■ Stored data
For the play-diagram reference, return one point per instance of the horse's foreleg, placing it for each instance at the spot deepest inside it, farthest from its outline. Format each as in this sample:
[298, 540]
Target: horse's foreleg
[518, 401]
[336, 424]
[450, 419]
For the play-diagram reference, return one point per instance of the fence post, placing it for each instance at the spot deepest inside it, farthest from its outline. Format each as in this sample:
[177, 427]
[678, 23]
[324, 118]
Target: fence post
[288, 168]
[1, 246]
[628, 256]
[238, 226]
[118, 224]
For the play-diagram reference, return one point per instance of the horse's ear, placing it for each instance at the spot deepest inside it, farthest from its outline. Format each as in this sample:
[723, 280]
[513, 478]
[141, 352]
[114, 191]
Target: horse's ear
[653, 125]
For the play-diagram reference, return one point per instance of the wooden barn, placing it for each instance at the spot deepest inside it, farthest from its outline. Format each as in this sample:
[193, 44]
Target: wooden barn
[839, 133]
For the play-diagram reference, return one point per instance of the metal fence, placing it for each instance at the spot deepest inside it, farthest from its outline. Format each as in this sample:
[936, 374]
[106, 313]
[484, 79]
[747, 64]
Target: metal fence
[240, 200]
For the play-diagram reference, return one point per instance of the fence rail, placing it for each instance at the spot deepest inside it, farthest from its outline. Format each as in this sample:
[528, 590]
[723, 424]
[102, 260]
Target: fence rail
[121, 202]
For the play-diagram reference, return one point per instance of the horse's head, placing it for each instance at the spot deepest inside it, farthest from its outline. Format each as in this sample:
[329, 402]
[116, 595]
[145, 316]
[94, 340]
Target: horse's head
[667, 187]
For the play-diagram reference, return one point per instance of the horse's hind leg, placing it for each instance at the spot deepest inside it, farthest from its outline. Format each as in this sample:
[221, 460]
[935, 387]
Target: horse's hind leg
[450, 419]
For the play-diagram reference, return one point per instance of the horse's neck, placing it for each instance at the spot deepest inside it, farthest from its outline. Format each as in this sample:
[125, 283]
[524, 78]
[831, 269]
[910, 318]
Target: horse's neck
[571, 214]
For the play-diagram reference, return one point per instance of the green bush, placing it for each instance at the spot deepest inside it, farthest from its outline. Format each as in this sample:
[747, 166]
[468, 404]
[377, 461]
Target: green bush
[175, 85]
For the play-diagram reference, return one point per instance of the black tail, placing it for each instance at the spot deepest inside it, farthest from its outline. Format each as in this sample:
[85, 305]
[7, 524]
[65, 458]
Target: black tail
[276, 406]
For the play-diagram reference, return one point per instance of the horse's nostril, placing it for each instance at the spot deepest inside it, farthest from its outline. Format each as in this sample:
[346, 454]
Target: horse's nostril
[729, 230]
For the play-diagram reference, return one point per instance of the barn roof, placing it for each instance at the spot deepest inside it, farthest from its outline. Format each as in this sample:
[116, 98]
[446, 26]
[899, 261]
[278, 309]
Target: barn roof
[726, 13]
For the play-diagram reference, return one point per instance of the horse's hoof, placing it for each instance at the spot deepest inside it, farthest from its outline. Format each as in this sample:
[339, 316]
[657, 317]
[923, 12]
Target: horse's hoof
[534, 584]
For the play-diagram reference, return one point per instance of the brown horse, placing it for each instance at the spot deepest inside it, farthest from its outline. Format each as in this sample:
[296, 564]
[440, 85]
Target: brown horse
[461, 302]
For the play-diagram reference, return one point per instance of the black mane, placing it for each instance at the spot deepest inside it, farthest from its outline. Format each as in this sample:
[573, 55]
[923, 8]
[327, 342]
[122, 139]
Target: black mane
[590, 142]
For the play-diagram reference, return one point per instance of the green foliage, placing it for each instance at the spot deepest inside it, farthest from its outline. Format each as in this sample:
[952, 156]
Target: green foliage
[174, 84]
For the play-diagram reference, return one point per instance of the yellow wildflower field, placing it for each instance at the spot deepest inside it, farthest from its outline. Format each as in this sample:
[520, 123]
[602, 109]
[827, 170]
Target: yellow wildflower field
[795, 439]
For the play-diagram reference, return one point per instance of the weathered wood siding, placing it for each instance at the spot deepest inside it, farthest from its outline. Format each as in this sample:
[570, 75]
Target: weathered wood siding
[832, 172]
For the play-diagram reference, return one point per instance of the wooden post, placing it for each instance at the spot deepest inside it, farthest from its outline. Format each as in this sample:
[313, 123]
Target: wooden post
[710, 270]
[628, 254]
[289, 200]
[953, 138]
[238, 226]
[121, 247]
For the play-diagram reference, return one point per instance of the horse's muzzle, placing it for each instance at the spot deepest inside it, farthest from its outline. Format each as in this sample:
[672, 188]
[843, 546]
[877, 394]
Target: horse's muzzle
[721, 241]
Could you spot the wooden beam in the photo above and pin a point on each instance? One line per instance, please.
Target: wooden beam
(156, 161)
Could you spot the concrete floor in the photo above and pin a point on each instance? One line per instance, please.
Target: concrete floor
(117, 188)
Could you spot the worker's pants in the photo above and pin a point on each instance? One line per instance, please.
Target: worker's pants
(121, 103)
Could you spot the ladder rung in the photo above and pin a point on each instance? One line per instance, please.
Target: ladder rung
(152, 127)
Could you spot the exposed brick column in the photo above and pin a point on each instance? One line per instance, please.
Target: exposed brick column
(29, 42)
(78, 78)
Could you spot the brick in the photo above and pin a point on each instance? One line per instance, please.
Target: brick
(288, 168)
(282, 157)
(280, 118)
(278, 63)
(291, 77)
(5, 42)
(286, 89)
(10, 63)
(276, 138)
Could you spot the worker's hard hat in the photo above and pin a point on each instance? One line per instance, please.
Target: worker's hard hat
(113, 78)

■ What is expected
Retype the records above in full. Every word should match.

■ Exercise response
For the play-diagram reference, return one point per instance of the horse's foreleg, placing it for each instance at the spot deepest inside it, farthest from its outline. Format each as in this sample:
[298, 540]
Target: horse's foreleg
[518, 401]
[336, 424]
[450, 419]
For the play-diagram reference, return one point per instance of the fence post, placing it for each instance at the spot deepest inside it, farthest from its outline. Format each as in this sample:
[177, 427]
[678, 23]
[324, 118]
Target: fence post
[288, 168]
[1, 246]
[628, 256]
[238, 226]
[118, 224]
For the play-diagram reference, return one point per instance of the horse's ear, placing it for each instance at the spot deepest inside it, farthest from its outline. Format each as in this sample:
[723, 280]
[513, 478]
[141, 352]
[114, 191]
Target: horse's ear
[653, 125]
For the play-diagram reference, return one point per instance of the wooden barn, placing it for each instance at the spot deepest inside it, farthest from its outline. Format each as in this sample:
[193, 44]
Target: wooden barn
[839, 133]
For the play-diagram reference, return one point per instance of the metal fence, placing it for each instance at the spot deepest inside it, farthest from its outline. Format each as in this sample:
[936, 374]
[106, 313]
[484, 79]
[747, 64]
Target: metal fence
[240, 200]
For the play-diagram reference, return one point per instance of the fence rail, placing it for each instance at the spot deepest inside it, farthest from its outline. Format each as in this sample:
[528, 590]
[723, 424]
[102, 260]
Target: fence rail
[121, 202]
For the play-diagram reference, return one point per instance of the horse's head, placing it for each instance at the spot deepest inside it, farthest from its outline. Format each as in this sample:
[329, 402]
[116, 595]
[145, 316]
[94, 340]
Target: horse's head
[667, 187]
For the play-diagram reference, return one point per instance of the horse's hind leg, placing it for each instance at the spot deepest inside it, farthest from its outline. Format each as in this sample:
[221, 460]
[935, 387]
Target: horse's hind leg
[450, 419]
For the play-diagram reference, return one point per instance of the horse's neck, placing it for each instance at the spot deepest inside it, farthest from its outline. Format each as in this sample:
[125, 283]
[524, 78]
[831, 269]
[910, 318]
Target: horse's neck
[571, 214]
For the play-diagram reference, return one point per instance of the green bush, placing it for each instance at the spot deepest inside it, farthest from its outline. Format each as in this sample:
[747, 166]
[468, 404]
[377, 461]
Target: green bush
[175, 85]
For the play-diagram reference, return one point per instance of the black tail, placing it for each instance at the spot deepest inside it, farthest from its outline. Format each as in this sample:
[85, 305]
[7, 524]
[65, 458]
Target: black tail
[276, 406]
For the play-diagram reference, return one point per instance of the horse's nostril, placing it for each instance at the spot deepest inside it, farthest from its outline. Format each as in this sample:
[346, 454]
Target: horse's nostril
[729, 230]
For the play-diagram reference, return one point per instance of the barn roof, placing it for each instance at the spot deepest inside it, farthest from its outline. Format each as in this sample:
[116, 98]
[446, 26]
[899, 261]
[278, 309]
Target: barn roof
[726, 13]
For the play-diagram reference, return one point per instance of the horse's hoof, placing it for each instance at the spot deepest inside it, farthest from its outline. Format each as in this sample:
[339, 316]
[657, 317]
[923, 12]
Target: horse's hoof
[534, 584]
For the play-diagram reference, return one point per instance of the brown horse, placing it for each instance at the spot deepest inside it, farthest from its outline. Format each as in this sample:
[296, 564]
[440, 85]
Target: brown horse
[461, 302]
For the play-diagram reference, return one point per instance of the black mane, placing it for each instance at the spot deepest inside it, farthest from its outline. Format each as in this sample:
[573, 55]
[923, 8]
[327, 342]
[122, 139]
Target: black mane
[590, 142]
For the play-diagram reference, return one point per instance of the green foliage, placing it for each instance at the spot deepest inside it, farthest from its outline. Format each as in this sample:
[952, 156]
Target: green foliage
[174, 84]
For the play-diagram reference, return one point per instance of the yellow wildflower field, placing it for each instance at the spot deepest inside it, farthest from its outline. Format each as in this sample:
[520, 123]
[602, 109]
[827, 170]
Target: yellow wildflower field
[795, 439]
For the play-diagram reference, return one point per instance of the weathered wood siding, placing it for each instance at the spot deepest inside it, farthest from its outline. Format each as in this sample:
[570, 75]
Target: weathered wood siding
[832, 172]
For the play-diagram reference, return one point per instance of the wooden post, placing it for each instance at the spot deepest inside it, farthest from its outline. Format each as in this sample:
[313, 123]
Target: wooden post
[710, 270]
[628, 254]
[289, 200]
[953, 138]
[238, 226]
[121, 247]
For the play-diagram reference, return one point per instance of the horse's muzzle, placing it for each instance at the spot deepest inside it, farthest from its outline. Format each as in this sample:
[672, 188]
[843, 546]
[877, 394]
Target: horse's muzzle
[721, 241]
Could you spot the wooden beam in the photo above and pin a point on each instance? One line per instance, please.
Target: wooden beam
(156, 161)
Could you spot the concrete floor in the photo above and pin a point on each instance? One line per instance, please.
Target: concrete floor
(117, 188)
Could you spot the worker's pants in the photo above and pin a point on each instance? One line per instance, please.
Target: worker's pants
(121, 103)
Could you spot the ladder rung in the photo above and pin a point on each instance? One line per instance, please.
Target: ladder rung
(152, 127)
Could you spot the exposed brick column in the photo above and pin a point on each instance? One line per instance, please.
Target: exposed brick column
(29, 42)
(78, 78)
Could you spot the brick in the photo above and pin a point on each instance? One line per instance, please.
Target: brick
(288, 168)
(282, 157)
(280, 118)
(278, 63)
(291, 77)
(5, 42)
(286, 89)
(10, 63)
(276, 138)
Could you spot the worker's hard hat in the photo above and pin a point on each instance? One line per instance, please.
Target: worker's hard hat
(113, 78)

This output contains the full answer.